====== Given data

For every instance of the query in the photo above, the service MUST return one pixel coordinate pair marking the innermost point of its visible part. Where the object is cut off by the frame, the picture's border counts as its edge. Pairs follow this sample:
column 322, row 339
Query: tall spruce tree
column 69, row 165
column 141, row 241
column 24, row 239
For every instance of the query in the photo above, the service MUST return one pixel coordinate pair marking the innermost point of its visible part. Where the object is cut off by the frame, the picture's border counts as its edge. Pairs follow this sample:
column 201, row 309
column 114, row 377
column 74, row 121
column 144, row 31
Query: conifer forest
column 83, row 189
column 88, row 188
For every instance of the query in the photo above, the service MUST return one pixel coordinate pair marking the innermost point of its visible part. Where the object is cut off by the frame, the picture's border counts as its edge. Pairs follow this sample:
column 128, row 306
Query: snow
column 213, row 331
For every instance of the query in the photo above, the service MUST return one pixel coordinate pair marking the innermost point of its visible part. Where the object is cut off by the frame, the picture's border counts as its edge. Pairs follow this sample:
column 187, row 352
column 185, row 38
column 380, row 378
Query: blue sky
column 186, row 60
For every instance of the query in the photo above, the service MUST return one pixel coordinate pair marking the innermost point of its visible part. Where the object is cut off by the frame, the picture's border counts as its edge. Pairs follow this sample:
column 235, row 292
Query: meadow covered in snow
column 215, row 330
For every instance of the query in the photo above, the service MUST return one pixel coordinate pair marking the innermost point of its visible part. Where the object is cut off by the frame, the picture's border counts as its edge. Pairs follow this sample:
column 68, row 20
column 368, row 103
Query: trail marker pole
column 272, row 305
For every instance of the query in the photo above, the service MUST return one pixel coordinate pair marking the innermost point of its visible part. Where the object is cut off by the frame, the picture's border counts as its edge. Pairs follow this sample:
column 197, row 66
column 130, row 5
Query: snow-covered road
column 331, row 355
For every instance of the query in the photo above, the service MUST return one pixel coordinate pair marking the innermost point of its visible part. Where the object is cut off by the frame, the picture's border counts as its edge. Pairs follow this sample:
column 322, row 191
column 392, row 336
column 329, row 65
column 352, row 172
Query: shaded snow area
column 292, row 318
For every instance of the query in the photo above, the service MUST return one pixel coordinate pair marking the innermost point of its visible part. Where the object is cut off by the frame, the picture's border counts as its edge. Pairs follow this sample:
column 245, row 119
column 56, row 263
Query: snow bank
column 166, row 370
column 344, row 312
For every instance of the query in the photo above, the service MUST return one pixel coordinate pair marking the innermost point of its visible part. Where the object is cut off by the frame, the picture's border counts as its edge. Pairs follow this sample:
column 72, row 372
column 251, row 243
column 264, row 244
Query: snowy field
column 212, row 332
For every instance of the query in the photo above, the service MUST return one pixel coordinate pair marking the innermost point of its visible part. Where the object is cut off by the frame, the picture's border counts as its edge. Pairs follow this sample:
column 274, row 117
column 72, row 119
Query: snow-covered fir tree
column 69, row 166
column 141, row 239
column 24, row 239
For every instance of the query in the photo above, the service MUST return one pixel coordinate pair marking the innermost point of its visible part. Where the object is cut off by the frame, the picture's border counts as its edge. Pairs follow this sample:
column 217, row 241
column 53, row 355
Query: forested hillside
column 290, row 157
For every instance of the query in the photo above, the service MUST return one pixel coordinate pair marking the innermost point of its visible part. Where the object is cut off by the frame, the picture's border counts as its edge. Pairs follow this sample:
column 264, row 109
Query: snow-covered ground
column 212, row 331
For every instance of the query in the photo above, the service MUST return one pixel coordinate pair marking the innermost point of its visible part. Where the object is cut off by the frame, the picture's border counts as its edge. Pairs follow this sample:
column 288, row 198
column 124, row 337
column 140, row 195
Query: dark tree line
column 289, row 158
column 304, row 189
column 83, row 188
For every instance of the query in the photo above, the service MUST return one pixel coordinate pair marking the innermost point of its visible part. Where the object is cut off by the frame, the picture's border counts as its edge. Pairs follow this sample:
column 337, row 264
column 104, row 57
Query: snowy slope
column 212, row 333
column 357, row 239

============
====== Given data

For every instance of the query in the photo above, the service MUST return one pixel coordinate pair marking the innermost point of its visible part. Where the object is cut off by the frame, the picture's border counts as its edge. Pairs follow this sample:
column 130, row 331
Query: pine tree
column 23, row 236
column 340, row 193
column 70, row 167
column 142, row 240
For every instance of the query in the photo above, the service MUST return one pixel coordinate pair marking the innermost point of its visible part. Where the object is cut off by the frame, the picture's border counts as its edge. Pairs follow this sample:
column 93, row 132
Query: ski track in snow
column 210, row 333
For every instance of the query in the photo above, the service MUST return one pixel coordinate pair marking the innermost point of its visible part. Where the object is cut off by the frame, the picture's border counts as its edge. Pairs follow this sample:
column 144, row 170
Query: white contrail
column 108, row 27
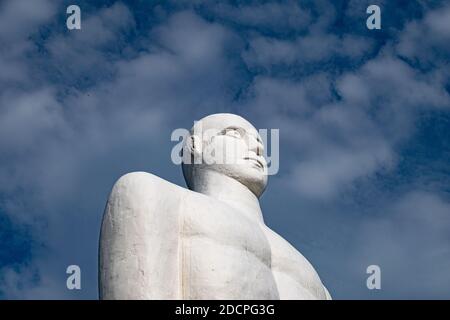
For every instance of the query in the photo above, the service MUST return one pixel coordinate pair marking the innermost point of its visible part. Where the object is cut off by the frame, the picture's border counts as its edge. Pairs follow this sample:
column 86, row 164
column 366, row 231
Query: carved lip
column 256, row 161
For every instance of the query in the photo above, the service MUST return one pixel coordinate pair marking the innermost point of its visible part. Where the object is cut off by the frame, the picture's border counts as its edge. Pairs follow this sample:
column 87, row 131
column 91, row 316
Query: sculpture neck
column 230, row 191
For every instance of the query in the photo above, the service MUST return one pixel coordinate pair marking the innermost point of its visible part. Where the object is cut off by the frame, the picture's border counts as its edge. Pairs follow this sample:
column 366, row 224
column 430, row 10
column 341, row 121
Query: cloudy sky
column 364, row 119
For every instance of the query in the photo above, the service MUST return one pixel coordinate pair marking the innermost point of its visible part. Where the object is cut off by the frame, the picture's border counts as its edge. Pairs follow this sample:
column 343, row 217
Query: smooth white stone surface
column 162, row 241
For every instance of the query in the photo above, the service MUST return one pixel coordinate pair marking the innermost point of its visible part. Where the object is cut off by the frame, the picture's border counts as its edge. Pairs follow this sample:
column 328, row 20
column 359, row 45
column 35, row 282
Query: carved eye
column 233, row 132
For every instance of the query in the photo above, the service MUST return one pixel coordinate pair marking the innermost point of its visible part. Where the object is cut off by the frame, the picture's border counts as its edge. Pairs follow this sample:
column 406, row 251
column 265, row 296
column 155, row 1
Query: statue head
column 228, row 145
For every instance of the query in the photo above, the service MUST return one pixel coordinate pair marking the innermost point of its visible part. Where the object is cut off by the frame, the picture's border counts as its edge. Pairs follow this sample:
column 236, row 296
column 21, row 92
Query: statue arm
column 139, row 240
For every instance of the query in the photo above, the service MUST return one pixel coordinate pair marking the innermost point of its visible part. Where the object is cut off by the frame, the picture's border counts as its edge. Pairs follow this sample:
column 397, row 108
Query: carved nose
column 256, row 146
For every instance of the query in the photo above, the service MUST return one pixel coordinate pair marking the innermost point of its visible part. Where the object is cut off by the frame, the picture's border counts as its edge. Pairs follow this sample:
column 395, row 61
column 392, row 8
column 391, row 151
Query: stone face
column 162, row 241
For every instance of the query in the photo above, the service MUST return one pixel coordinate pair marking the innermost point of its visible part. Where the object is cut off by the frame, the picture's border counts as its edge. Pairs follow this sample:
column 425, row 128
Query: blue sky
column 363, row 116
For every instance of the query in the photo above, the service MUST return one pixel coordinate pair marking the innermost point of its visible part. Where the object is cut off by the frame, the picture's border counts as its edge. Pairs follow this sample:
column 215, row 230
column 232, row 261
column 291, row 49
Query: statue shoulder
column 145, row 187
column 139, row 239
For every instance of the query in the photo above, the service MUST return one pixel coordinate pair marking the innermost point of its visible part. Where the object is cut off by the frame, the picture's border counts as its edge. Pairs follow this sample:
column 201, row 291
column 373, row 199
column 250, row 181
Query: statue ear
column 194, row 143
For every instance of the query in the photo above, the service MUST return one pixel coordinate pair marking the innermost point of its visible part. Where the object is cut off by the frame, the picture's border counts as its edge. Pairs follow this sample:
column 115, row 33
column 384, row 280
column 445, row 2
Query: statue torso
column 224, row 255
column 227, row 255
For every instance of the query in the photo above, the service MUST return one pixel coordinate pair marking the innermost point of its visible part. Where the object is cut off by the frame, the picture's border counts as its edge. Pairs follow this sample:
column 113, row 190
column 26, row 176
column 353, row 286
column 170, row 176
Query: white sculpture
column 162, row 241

============

Goal: Give only the number of lines in these records that contain the word "statue".

The answer: 5